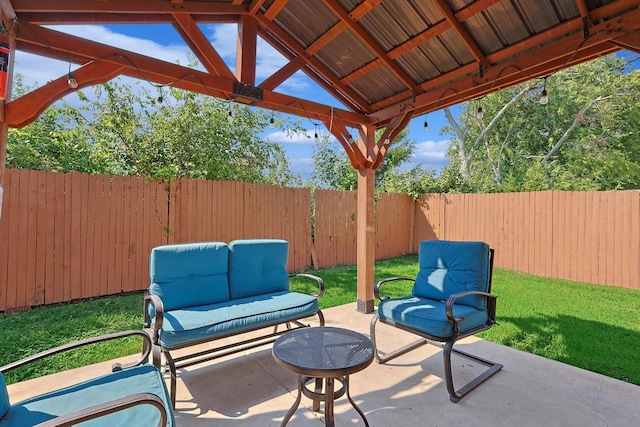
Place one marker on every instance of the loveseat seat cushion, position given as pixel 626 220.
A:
pixel 190 325
pixel 189 274
pixel 257 267
pixel 429 316
pixel 115 385
pixel 449 267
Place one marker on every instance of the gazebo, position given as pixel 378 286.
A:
pixel 386 62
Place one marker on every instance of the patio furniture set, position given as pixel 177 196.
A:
pixel 202 292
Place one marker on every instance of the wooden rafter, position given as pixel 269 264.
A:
pixel 339 11
pixel 461 31
pixel 27 108
pixel 200 46
pixel 350 97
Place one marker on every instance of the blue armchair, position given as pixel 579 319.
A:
pixel 451 299
pixel 130 395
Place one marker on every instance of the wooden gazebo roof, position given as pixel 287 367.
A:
pixel 385 61
pixel 382 59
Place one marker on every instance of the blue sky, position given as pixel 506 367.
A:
pixel 161 41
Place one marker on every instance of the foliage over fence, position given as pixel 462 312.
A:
pixel 71 236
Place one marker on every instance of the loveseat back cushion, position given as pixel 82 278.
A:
pixel 190 274
pixel 257 267
pixel 4 397
pixel 448 268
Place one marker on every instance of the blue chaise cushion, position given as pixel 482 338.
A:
pixel 257 267
pixel 428 316
pixel 448 268
pixel 115 385
pixel 190 274
pixel 4 397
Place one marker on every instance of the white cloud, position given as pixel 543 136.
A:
pixel 431 154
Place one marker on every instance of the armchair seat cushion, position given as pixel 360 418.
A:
pixel 190 325
pixel 109 387
pixel 428 316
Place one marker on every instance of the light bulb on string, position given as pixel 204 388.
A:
pixel 544 96
pixel 71 80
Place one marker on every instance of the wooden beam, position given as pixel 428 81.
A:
pixel 286 45
pixel 274 9
pixel 27 108
pixel 464 35
pixel 246 49
pixel 200 45
pixel 127 7
pixel 58 45
pixel 563 53
pixel 395 69
pixel 280 76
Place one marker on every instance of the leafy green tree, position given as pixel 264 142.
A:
pixel 585 138
pixel 125 130
pixel 333 170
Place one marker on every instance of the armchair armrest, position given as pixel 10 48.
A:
pixel 491 305
pixel 376 289
pixel 66 347
pixel 154 302
pixel 109 408
pixel 318 280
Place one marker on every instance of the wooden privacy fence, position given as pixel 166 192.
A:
pixel 70 236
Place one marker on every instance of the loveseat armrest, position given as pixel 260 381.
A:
pixel 491 306
pixel 318 280
pixel 376 289
pixel 94 340
pixel 107 408
pixel 153 314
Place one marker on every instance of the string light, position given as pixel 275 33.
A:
pixel 544 96
pixel 71 80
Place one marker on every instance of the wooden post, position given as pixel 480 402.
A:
pixel 366 231
pixel 4 128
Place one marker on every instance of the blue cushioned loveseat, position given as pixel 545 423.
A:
pixel 205 291
pixel 131 395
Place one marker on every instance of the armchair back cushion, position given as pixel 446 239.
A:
pixel 448 267
pixel 189 275
pixel 258 267
pixel 4 397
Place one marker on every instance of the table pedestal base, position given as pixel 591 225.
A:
pixel 329 395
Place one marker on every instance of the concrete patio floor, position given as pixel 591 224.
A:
pixel 251 390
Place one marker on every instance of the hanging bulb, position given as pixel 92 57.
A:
pixel 71 81
pixel 544 97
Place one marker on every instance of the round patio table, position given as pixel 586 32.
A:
pixel 323 354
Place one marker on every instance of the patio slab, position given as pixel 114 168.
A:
pixel 250 389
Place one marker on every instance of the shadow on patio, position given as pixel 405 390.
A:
pixel 252 390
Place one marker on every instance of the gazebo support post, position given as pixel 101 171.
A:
pixel 366 228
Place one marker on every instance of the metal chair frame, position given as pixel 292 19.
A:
pixel 445 342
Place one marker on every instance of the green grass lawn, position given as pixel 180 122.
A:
pixel 589 326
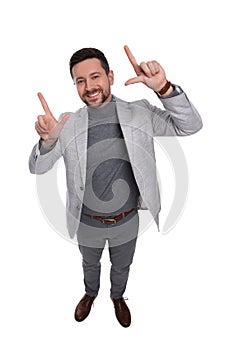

++++++++++

§ **Given problem**: Switch "position given as" to "coordinates given as" and reproduce all the rows above with everything else unchanged. Leave the pictures out of your answer.

§ **Complete output**:
Place one marker on every instance of the loveseat seat cushion, coordinates given as pixel 626 220.
A:
pixel 190 325
pixel 189 274
pixel 257 267
pixel 429 316
pixel 115 385
pixel 449 267
Place one marker on every instance of the gazebo, coordinates given as pixel 378 286.
A:
pixel 386 62
Place one marker on every instance of the patio furniture set, coordinates given as pixel 177 196.
A:
pixel 202 292
Place one marker on every instance of the wooden rafter, coordinates given as pixel 269 264.
A:
pixel 339 11
pixel 461 31
pixel 27 108
pixel 200 46
pixel 350 97
Place one marker on every instance of the blue armchair, coordinates given as pixel 579 319.
A:
pixel 451 299
pixel 130 395
Place one marker on every instance of the wooden gazebo roof, coordinates given as pixel 287 367.
A:
pixel 385 61
pixel 382 59
Place one marker on every instance of the blue sky, coordinates given as pixel 506 367.
A:
pixel 161 41
Place one marker on every instance of the foliage over fence, coordinates given as pixel 462 312.
A:
pixel 71 236
Place one marker on every instance of the loveseat back cushion, coordinates given as pixel 82 278.
A:
pixel 190 274
pixel 257 267
pixel 4 397
pixel 448 268
Place one marker on every instance of the blue chaise cushion, coordinates given as pixel 482 338.
A:
pixel 257 267
pixel 428 316
pixel 448 268
pixel 115 385
pixel 190 274
pixel 4 397
Place one marker on every instance of the white cloud, coordinates given as pixel 543 136.
A:
pixel 431 154
Place one marker on every instance of the armchair seat cushion, coordinates given as pixel 360 418.
A:
pixel 190 325
pixel 109 387
pixel 428 316
Place one marker on every instance of the light bulb on string, coordinates given as pixel 204 388.
A:
pixel 544 96
pixel 71 80
Place one marker on every instance of the wooden beam, coordinates given as pixel 428 81.
A:
pixel 286 45
pixel 274 9
pixel 27 108
pixel 464 35
pixel 246 49
pixel 200 45
pixel 127 7
pixel 58 45
pixel 563 53
pixel 395 69
pixel 280 76
Place one marker on every instance of the leafy green tree, coordinates given as pixel 264 142.
A:
pixel 585 138
pixel 125 130
pixel 333 170
Place one marker on every instance of the armchair armrest, coordinates given as pixel 10 48.
A:
pixel 491 305
pixel 376 289
pixel 66 347
pixel 154 302
pixel 109 408
pixel 318 280
Place one marker on every instance of the wooden privacy fence, coordinates given as pixel 166 192.
A:
pixel 70 236
Place one marker on every instance of the loveseat armrest, coordinates given as pixel 260 381.
A:
pixel 491 306
pixel 318 280
pixel 376 289
pixel 94 340
pixel 107 408
pixel 153 314
Place one marker on every instance of the string light, coordinates given as pixel 275 33.
A:
pixel 544 96
pixel 71 80
Place one marker on every instance of the wooden post, coordinates given as pixel 480 402.
A:
pixel 366 231
pixel 4 128
Place one marker on every instance of the blue cushioned loveseat, coordinates given as pixel 545 423.
A:
pixel 205 291
pixel 131 395
Place one marker on every instance of the armchair back cushion, coordinates given as pixel 446 239.
A:
pixel 448 267
pixel 189 275
pixel 258 267
pixel 4 397
Place one marker on every instance of the table pedestal base, coordinates given as pixel 591 225.
A:
pixel 329 395
Place one marker on every instance of the concrete patio floor, coordinates given as pixel 591 224.
A:
pixel 251 390
Place one marker on every instance of the hanging bulb, coordinates given as pixel 92 57.
A:
pixel 71 81
pixel 544 97
Place one marker on every instance of the round patio table, coordinates given as pixel 586 32.
A:
pixel 323 354
Place one marker on every instance of the patio slab, coordinates given as pixel 114 168.
A:
pixel 250 389
Place one marker on every instance of the shadow on patio, coordinates given as pixel 405 390.
A:
pixel 252 390
Place one marker on every instance of the gazebo support post, coordinates given as pixel 101 171.
A:
pixel 366 228
Place one marker on every instance of the metal chair frame, coordinates given as pixel 292 19.
A:
pixel 445 342
Place one marker on every instance of the green grass lawn, coordinates given as pixel 180 122.
A:
pixel 589 326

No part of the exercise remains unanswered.